» WHAT YOU HAVE TO DO:
Output every record verbatim, and omit each picture.

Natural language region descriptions
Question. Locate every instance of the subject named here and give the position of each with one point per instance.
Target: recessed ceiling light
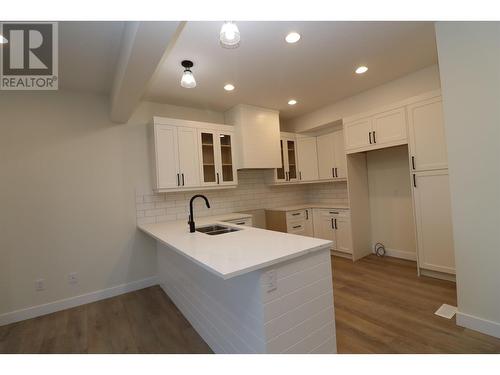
(361, 69)
(292, 37)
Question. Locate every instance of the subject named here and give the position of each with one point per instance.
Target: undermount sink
(216, 229)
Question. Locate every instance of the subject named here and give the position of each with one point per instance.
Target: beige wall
(469, 57)
(67, 203)
(416, 83)
(391, 211)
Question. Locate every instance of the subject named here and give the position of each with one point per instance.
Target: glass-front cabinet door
(217, 158)
(207, 157)
(227, 172)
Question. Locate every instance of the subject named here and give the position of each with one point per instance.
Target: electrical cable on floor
(379, 249)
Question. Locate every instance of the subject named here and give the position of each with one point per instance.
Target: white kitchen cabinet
(427, 135)
(296, 222)
(189, 166)
(389, 128)
(379, 130)
(431, 196)
(288, 149)
(307, 158)
(331, 156)
(216, 155)
(175, 165)
(187, 156)
(335, 226)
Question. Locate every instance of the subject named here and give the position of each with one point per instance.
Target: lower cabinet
(335, 226)
(431, 196)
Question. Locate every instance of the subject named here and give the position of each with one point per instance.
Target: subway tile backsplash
(251, 193)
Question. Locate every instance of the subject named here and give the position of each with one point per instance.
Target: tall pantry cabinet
(430, 186)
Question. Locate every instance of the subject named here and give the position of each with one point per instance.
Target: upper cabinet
(427, 135)
(257, 132)
(331, 156)
(189, 155)
(379, 130)
(307, 158)
(288, 151)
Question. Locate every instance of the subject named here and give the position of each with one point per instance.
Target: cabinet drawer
(295, 215)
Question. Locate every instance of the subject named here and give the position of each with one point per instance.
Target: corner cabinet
(189, 155)
(379, 130)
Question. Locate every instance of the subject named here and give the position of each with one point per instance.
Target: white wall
(413, 84)
(469, 57)
(67, 203)
(391, 211)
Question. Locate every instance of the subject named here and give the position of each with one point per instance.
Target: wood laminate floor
(381, 306)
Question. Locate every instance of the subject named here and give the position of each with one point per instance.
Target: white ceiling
(88, 52)
(267, 71)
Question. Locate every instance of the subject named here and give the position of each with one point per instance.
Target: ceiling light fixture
(229, 35)
(361, 69)
(292, 37)
(187, 80)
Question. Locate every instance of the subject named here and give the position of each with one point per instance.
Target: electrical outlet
(39, 285)
(73, 278)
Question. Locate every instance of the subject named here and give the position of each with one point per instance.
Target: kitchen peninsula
(249, 290)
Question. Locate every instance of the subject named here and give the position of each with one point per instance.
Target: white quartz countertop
(310, 205)
(236, 253)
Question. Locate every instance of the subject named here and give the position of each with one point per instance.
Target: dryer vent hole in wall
(379, 249)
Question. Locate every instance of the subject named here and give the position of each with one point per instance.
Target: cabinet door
(326, 155)
(357, 134)
(389, 127)
(189, 163)
(323, 226)
(226, 168)
(343, 238)
(291, 159)
(427, 135)
(339, 151)
(433, 220)
(167, 161)
(307, 158)
(208, 157)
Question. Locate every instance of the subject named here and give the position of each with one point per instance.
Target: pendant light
(229, 35)
(187, 80)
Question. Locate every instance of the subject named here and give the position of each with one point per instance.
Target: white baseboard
(400, 254)
(487, 327)
(67, 303)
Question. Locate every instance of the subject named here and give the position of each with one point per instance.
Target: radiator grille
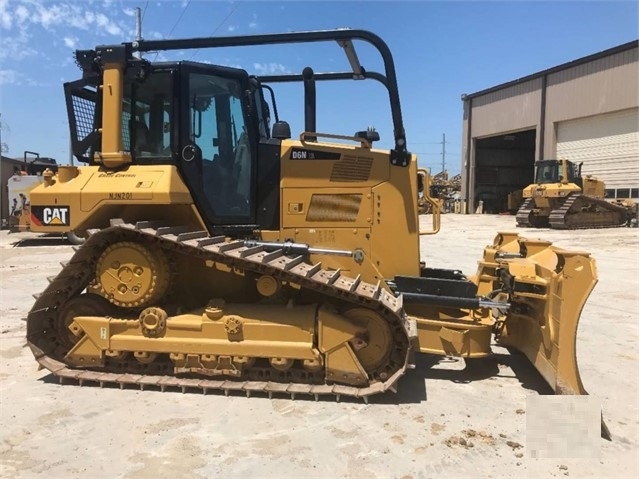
(334, 208)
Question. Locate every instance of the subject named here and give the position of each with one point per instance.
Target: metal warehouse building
(585, 111)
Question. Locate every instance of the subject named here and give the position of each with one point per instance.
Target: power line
(179, 18)
(217, 28)
(175, 25)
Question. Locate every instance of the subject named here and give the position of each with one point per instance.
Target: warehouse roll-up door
(607, 144)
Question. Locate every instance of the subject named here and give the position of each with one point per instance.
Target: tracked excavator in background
(222, 254)
(561, 198)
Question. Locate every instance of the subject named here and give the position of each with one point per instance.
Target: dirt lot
(449, 419)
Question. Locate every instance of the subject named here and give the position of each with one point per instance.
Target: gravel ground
(451, 418)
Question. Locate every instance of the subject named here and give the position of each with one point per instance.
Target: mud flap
(548, 288)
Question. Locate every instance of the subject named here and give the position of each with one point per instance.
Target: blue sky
(441, 50)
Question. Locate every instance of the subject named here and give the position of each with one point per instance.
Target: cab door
(217, 155)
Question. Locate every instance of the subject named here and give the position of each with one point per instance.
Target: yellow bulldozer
(223, 254)
(562, 198)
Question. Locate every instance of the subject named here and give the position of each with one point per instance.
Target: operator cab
(207, 120)
(551, 171)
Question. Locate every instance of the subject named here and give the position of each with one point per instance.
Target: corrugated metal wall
(607, 144)
(603, 86)
(606, 84)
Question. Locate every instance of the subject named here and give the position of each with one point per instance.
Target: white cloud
(24, 21)
(8, 77)
(12, 77)
(5, 15)
(253, 22)
(270, 68)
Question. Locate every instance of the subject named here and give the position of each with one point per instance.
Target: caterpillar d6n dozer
(223, 254)
(561, 198)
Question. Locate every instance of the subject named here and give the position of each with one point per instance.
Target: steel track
(49, 349)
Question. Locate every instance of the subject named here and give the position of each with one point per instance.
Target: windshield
(218, 128)
(547, 172)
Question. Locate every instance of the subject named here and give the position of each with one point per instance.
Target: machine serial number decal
(116, 175)
(120, 196)
(51, 215)
(305, 154)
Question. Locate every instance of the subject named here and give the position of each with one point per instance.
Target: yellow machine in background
(561, 198)
(225, 254)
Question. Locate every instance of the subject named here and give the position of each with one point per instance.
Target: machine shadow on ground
(42, 240)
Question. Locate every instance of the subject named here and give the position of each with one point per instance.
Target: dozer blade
(548, 288)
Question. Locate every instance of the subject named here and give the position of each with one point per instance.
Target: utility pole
(138, 28)
(443, 151)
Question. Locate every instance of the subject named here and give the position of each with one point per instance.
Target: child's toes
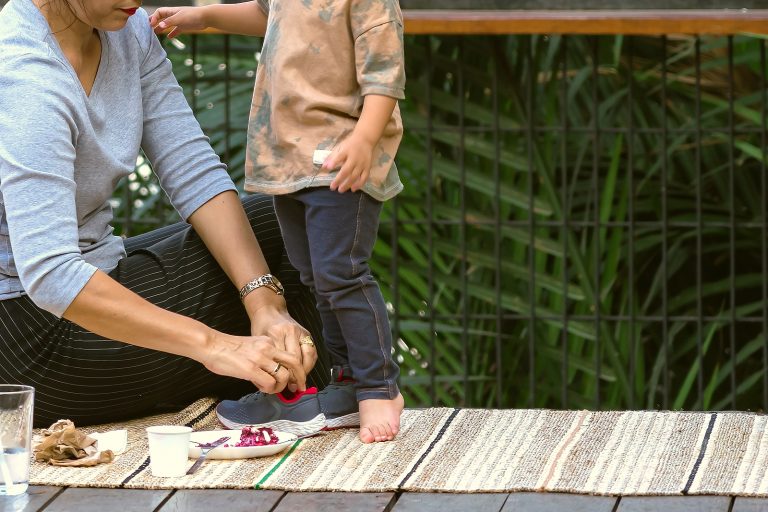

» REPLY:
Question. Locate every instance of the subject named here and give the position of each with one point per instance.
Target: recessed ceiling light
(361, 69)
(292, 37)
Question. Locate every instance of the subject named here and give the position of each with one point per instance.
Target: undermount sink
(216, 229)
Question. Locate every instance of the subject named here and give the position of each with one point per instance.
Target: beige wall
(469, 57)
(67, 203)
(416, 83)
(391, 211)
Question. Locate every instance of the subject named here and give the position of each with one point per instance.
Target: glass-front cabinet door
(217, 158)
(207, 157)
(227, 172)
Question. Locate every instance of the subject named here and give the position of each with one point per instance.
Target: electrical cable on floor
(379, 249)
Question. Locate every instance of the subject named here and give the position of each with one point per instance.
Target: white kitchen cabinet
(427, 135)
(296, 222)
(189, 166)
(389, 128)
(379, 130)
(431, 196)
(288, 149)
(307, 158)
(331, 156)
(216, 155)
(175, 165)
(187, 156)
(335, 226)
Question. Locate every instance of the subject named here and give the position of each with one point per instance.
Target: lower cabinet
(335, 226)
(431, 196)
Question. Locate every instance of the subject named here and give the position of each with one point per instance.
Target: subway tile backsplash
(251, 193)
Question. Locate every instance of the subject named here and give the position of each with one point per instance.
Target: tall pantry cabinet
(430, 186)
Question. Locate every instance of the subject named here and give the position of each with one point per instance.
Target: upper cabinet
(427, 135)
(257, 132)
(331, 156)
(189, 155)
(379, 130)
(307, 158)
(288, 151)
Question. Locate every instance of the subject named here and give the position of each with one point per instance.
Target: cabinet drawer
(295, 215)
Question. Locate every instance of the subject named here and give the position of each with one point per instance.
Target: corner cabinet
(189, 155)
(379, 130)
Question. Locate every instance of the subject named here and give the position of each with one point per instance.
Target: white wall
(413, 84)
(469, 57)
(67, 203)
(391, 211)
Question. Locate every instance of the subject named here and give the position of each with one point per instance.
Target: wood laminate floor
(381, 306)
Question. Locate every instance of the subject named here and give the position of each with one point per instance.
Target: white ceiling
(88, 52)
(267, 71)
Question. Locate every instance of the subject named here and give the position of each with one point per instance.
Target: ceiling light fixture
(229, 35)
(361, 69)
(292, 37)
(187, 80)
Question. Locate every instance of the subject named here and give the position of each with one point per instance.
Target: electrical outlet
(39, 285)
(73, 278)
Question. Locate every instance of the subject named here and give the position of each with one point per instance.
Target: kitchen peninsula
(249, 290)
Question. Locate every instance of the subject named here and give the position of each with one point per instance.
Target: white quartz countertop
(310, 205)
(236, 253)
Question. Locate every instance of the subject named here and give the position of each with one point per instance.
Target: dryer vent hole in wall
(379, 249)
Question. Locate every instance of the subject named here and give the position of each with one point per instance.
Target: cabinet door
(326, 155)
(357, 134)
(389, 127)
(189, 163)
(323, 226)
(226, 168)
(343, 238)
(291, 159)
(427, 135)
(339, 151)
(433, 220)
(167, 161)
(307, 158)
(208, 157)
Question. Locate every instance of the subject named here and give the position of each with one point per instance.
Target: pendant light
(229, 35)
(187, 80)
Question. Locate every instance of the subject named here and give the position of each with one point per instance.
Target: white baseboard
(400, 254)
(487, 327)
(67, 303)
Question. Locate every instance of the subject named here and give the position of each with one point per instance.
Target: radiator grille
(334, 208)
Question. Locate every instance of the subject named here and give the position of each with one point per instance.
Target: metal warehouse building
(585, 111)
Question. Locate every instance of the subject named here and give the position of each with one point per instance.
Target: power line
(179, 18)
(217, 28)
(175, 25)
Question. Locate every instance of the subject named here and give the position of each with one point per instance.
Target: warehouse roll-up door
(607, 144)
Question. Locate every instance of the subject named here and give the position of each with one point per instance.
Target: tracked excavator in background
(222, 254)
(561, 198)
Question. Locate every instance of the subject named here and give the position of each with one point per instance.
Target: dirt lot
(449, 419)
Question. Locate every instance of the subject named here and give the position of each with one point per instance.
Target: gravel ground
(451, 418)
Question. Locate every instance of the subject named here and give the position of each with one point per instance.
Target: mud flap
(548, 288)
Question. Locate every instance of the subject named here and give the position of each with one point per instance.
Target: blue sky
(441, 50)
Question. Locate every instance of the subject named here and give the position of each with one point per instance.
Target: cab door
(217, 155)
Question. Locate every instance of the subject named here and give the position of each with one point per instance.
Target: yellow bulldozer
(223, 254)
(562, 198)
Question. Locate every instance of the subject named here and give the position of each with one point per instance.
Target: operator cab
(207, 120)
(551, 171)
Question. Locate every instance of the subject named here and give the position of each with one point per instance.
Target: corrugated metal wall
(607, 144)
(603, 86)
(606, 84)
Question. Locate every instance of the subject named here and give the position of each with one point per instance.
Target: white cloud
(24, 21)
(8, 77)
(12, 77)
(5, 15)
(253, 22)
(270, 68)
Question. Locate every instance of the subject named here and give the position of each with one point per instance.
Target: caterpillar d6n dozer
(223, 254)
(561, 198)
Question. Locate every instance of the subject named here and give the position of each with one point per instance.
Target: steel track
(49, 349)
Question. Locate every instance of the subject named here and give the position of each with one point per instance.
Target: windshield
(218, 128)
(547, 172)
Question. Locate every instance of the subject named here and give the position of each with one point per instance.
Target: machine serial number decal
(116, 175)
(120, 196)
(51, 215)
(305, 154)
Question. Locate every instance of the subject named here and give the position of each with one point per instance.
Target: yellow machine in background
(561, 198)
(225, 254)
Question. Locate every instance of the subject named here and give the position of each with one point per instance.
Target: machine shadow on ground
(42, 240)
Question. Locate every instance of the subject named here and give the position of each with one point per instance.
Target: dozer blade
(548, 288)
Question. Locate every instance of the subject named here and give the position of each with one point per instance.
Target: utility pole
(138, 28)
(443, 151)
Question. Locate every instance of the subject named here and give the position of each with one point per instance.
Target: child's toes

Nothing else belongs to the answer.